### Point placement records
Begin
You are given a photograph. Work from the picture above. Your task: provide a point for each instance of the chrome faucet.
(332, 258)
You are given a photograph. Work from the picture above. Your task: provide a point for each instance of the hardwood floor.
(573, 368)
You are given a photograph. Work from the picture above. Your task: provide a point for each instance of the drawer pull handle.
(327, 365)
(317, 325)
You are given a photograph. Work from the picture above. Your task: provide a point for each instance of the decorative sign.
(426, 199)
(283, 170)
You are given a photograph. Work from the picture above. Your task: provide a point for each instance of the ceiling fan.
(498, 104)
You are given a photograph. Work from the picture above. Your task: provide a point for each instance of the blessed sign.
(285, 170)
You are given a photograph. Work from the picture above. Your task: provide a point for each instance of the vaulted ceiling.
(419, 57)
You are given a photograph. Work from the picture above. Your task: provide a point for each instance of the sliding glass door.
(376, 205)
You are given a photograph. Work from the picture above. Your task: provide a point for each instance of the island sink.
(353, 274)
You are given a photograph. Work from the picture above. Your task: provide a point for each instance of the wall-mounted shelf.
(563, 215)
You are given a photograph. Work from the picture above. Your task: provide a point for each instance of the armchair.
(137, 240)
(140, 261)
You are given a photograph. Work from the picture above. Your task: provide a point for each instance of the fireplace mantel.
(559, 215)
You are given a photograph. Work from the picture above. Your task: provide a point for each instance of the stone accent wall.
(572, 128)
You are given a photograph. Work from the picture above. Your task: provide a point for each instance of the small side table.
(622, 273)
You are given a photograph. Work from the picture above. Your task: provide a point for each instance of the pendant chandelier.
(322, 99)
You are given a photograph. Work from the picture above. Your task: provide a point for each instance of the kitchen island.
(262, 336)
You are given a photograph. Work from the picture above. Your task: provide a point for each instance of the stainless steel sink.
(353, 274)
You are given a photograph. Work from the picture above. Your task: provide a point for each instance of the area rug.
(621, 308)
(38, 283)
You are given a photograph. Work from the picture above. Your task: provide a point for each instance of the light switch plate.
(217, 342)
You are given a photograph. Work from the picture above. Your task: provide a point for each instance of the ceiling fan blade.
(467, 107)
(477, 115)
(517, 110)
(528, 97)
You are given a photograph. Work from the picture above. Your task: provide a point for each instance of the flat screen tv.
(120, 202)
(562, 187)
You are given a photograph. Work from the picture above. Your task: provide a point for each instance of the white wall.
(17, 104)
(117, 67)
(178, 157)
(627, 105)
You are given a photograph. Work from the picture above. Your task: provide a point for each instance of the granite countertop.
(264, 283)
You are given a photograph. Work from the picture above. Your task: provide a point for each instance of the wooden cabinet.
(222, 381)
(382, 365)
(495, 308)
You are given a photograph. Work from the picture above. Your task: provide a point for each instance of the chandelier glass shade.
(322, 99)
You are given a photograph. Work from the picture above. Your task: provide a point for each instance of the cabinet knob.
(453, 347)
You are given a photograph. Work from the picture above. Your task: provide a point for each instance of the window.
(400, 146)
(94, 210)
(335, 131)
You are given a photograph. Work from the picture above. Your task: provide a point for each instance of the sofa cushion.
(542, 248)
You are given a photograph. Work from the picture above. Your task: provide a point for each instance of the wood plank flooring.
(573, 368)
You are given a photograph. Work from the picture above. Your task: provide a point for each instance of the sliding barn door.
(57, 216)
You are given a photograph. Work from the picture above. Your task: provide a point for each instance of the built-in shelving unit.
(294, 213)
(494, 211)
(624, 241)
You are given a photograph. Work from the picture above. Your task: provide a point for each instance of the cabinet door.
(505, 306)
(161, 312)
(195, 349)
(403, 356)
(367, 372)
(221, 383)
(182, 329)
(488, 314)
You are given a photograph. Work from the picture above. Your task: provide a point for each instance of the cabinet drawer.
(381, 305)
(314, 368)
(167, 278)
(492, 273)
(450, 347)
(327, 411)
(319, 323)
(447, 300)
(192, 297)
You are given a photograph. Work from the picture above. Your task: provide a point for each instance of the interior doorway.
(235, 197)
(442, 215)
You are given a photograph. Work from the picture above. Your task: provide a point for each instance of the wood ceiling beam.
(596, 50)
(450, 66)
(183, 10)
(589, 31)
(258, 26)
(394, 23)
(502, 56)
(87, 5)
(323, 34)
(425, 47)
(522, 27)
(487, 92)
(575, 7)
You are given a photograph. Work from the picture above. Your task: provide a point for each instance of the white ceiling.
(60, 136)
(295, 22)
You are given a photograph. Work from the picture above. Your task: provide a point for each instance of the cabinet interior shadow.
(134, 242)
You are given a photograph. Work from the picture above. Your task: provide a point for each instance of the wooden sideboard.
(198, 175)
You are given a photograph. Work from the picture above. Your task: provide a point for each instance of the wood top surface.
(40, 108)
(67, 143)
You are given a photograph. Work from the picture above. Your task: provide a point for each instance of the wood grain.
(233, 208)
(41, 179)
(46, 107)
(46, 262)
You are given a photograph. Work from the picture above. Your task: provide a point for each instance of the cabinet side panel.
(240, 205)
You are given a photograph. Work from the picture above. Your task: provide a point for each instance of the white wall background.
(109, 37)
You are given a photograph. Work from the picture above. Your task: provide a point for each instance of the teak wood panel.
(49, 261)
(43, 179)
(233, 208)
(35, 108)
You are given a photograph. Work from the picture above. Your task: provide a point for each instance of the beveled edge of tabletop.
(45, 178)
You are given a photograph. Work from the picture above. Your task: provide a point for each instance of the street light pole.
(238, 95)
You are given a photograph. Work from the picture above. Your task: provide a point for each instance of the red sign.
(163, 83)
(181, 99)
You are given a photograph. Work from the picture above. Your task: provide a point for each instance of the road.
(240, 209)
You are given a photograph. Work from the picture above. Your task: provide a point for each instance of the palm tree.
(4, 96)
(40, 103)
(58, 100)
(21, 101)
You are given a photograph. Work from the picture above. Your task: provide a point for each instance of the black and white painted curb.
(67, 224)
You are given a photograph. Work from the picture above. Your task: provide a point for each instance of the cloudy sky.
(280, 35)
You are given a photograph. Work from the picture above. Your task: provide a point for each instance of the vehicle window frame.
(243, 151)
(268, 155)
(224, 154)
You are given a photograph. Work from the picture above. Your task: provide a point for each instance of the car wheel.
End
### What you will do
All of the entries need to be reproduced exactly; please write them out.

### Result for this task
You are given a photograph. Work from the picture above. Your task: provide a point for each instance of the chrome faucet.
(332, 258)
You are given a photograph. Work from the picture above. Your task: provide a point for each instance of the hardwood floor.
(573, 368)
You are given a photograph. Work from the picture above. Your task: provide a point for each instance of the drawer pull handle.
(327, 365)
(317, 325)
You are given a photograph. Work from the picture above. Your task: provide a point for each instance of the decorative sign.
(426, 199)
(283, 170)
You are given a photograph. Work from the picture above. Your task: provide a point for each instance of the ceiling fan.
(498, 104)
You are given a photograph. Work from the picture above. Your task: provide a point for each instance of the blessed sign.
(285, 170)
You are given a photograph. Work from the picture above. Your task: provide a point for each instance of the vaulted ceiling.
(419, 57)
You are given a photograph. Work from the picture above. Your task: provide a point for each instance of the sliding glass door.
(376, 205)
You are given a photograph. Work from the picture above. Your task: provide a point for each instance of the island sink.
(353, 274)
You are given a photograph. Work from the picture above. Your task: provide a point for each instance of the wall-mounted shelf.
(563, 215)
You are given a photograph. Work from the picture above. Your task: provide a point for each instance of the armchair.
(137, 240)
(140, 261)
You are given a photograph. Work from the picture above. Your task: provide a point for each instance of the fireplace mantel.
(559, 215)
You are given a photograph. Work from the picture above. Your task: provide a point for each instance of the stone accent wall.
(572, 128)
You are given a photograph. Work from the picture above. Your task: provide a point for each instance of the small side table.
(622, 273)
You are given a photograph. Work from the picture above. Your task: provide a point for each instance of the pendant chandelier.
(322, 99)
You are given a photograph. Work from the picture above. Your task: provide a point for each instance of the kitchen island.
(262, 336)
You are given a photograph. Work from the picture above. Your task: provide a point for each instance of the stainless steel sink.
(353, 274)
You are given a photograph. Work from the picture above. Your task: provide a point for each instance of the area rug.
(621, 308)
(38, 283)
You are given a photograph. Work from the picture above. Your task: provide a point for each instance of the light switch plate.
(217, 342)
You are given a photograph. Work from the picture above. Your task: provide a point for each instance of the ceiling fan blade.
(467, 107)
(477, 115)
(517, 110)
(528, 97)
You are given a photograph. Work from the picture above. Your task: provide a point for each instance of the flat screen tv.
(120, 202)
(562, 187)
You are given a photograph. Work from the picture above. Your task: provide a point for each instance of the white wall.
(17, 104)
(117, 67)
(178, 157)
(627, 105)
You are given a photograph. Work from the picture above. Your task: provide a point for each instance of the granite countertop.
(264, 283)
You are given a photograph. Work from the picture above. Your task: provide a point for each instance of the wooden cabinet.
(222, 381)
(382, 365)
(495, 308)
You are given a photograph. Work from the picture above. Your task: provide a point for each instance of the chandelier glass shade.
(322, 99)
You are given a photograph. Work from the picture above. Your task: provide a point for each instance of the cabinet knob.
(453, 347)
You are given a photograph. Work from the picture above. Your task: provide a point for each instance of the window.
(400, 146)
(94, 210)
(335, 131)
You are given a photograph. Work from the picture above. Your task: provide a point for each instance of the sofa cushion.
(542, 248)
You are given a photograph. Work from the picture above. Your task: provide a point for each instance of the wood plank flooring.
(573, 368)
You are given a photograph. Work from the picture above. Your task: provide a point for each instance of the sliding barn door.
(57, 216)
You are given a photograph. Work from the picture above. Your task: provide a point for each instance of the built-in shelving unit.
(294, 213)
(494, 211)
(624, 241)
You are given a photograph. Work from the picture above. Your task: provide a point for each instance of the cabinet door.
(505, 306)
(161, 312)
(195, 349)
(403, 356)
(367, 372)
(221, 383)
(182, 329)
(488, 314)
You are given a photograph. Work from the picture above. Your task: provide a point for each instance of the cabinet drawer.
(381, 305)
(314, 368)
(167, 278)
(492, 273)
(450, 347)
(327, 411)
(319, 323)
(447, 300)
(192, 297)
You are given a photograph. Work from the picture above. Your task: provide a point for each instance of the interior doorway.
(235, 197)
(442, 215)
You are given a photograph. Work from the picture above. Your task: provide a point for each instance of the wood ceiling beam.
(596, 50)
(450, 66)
(183, 10)
(589, 31)
(258, 26)
(394, 23)
(502, 56)
(87, 5)
(323, 34)
(425, 47)
(522, 27)
(487, 92)
(575, 7)
You are given a photograph. Work from the picture above. Your task: provide a point for each instance of the white ceiling.
(60, 136)
(295, 22)
You are given a photograph. Work from the picture above. Your task: provide a point for each instance of the cabinet interior shadow.
(134, 242)
You are given a photograph. Work from the picture above. Your task: provide a point for each instance of the wooden sideboard.
(198, 175)
You are given a photograph. Work from the picture above. Your task: provide a point for each instance of the wood top surface.
(40, 108)
(67, 143)
You are given a photograph. Work from the picture above. Your task: provide a point for each instance of the wood grain.
(233, 208)
(41, 179)
(46, 107)
(46, 262)
You are given a photograph. Work from the picture above. Your task: provide a point for each instance of the cabinet side panel.
(240, 205)
You are given a photograph. Work from the picture above. Your task: provide a point for each instance of the white wall background.
(109, 37)
You are given a photograph. Work from the picture above. Your task: provide a point for each instance of the teak wood panel.
(49, 261)
(43, 179)
(233, 208)
(35, 108)
You are given a photograph. Work from the picture above. Your task: provide a point for each instance of the beveled edge of tabletop.
(45, 178)
You are given a photograph. Work from the picture above. Your task: provide a point for each instance of the street light pole.
(238, 95)
You are given a photograph. Work from the picture above. Your task: provide a point for each instance of the red sign.
(163, 83)
(181, 99)
You are given a photograph. Work from the picture above. Your task: provide a point for each instance of the road.
(240, 209)
You are given a photograph. Work from the picture above. Your task: provide a point for each instance of the palm tree.
(4, 96)
(40, 103)
(58, 100)
(21, 101)
You are given a photograph. Work from the picture above. Your task: provide a point for each instance of the black and white painted curb.
(67, 224)
You are given a photograph. Work from the picture above. Your task: provide a point for each instance of the cloudy sky.
(280, 35)
You are given a photograph. Work from the picture above. Your task: provide a point for each instance of the vehicle window frame.
(243, 151)
(268, 155)
(224, 154)
You are given a photograph. Work from the picture above. Your task: provide a point for each instance of the car wheel.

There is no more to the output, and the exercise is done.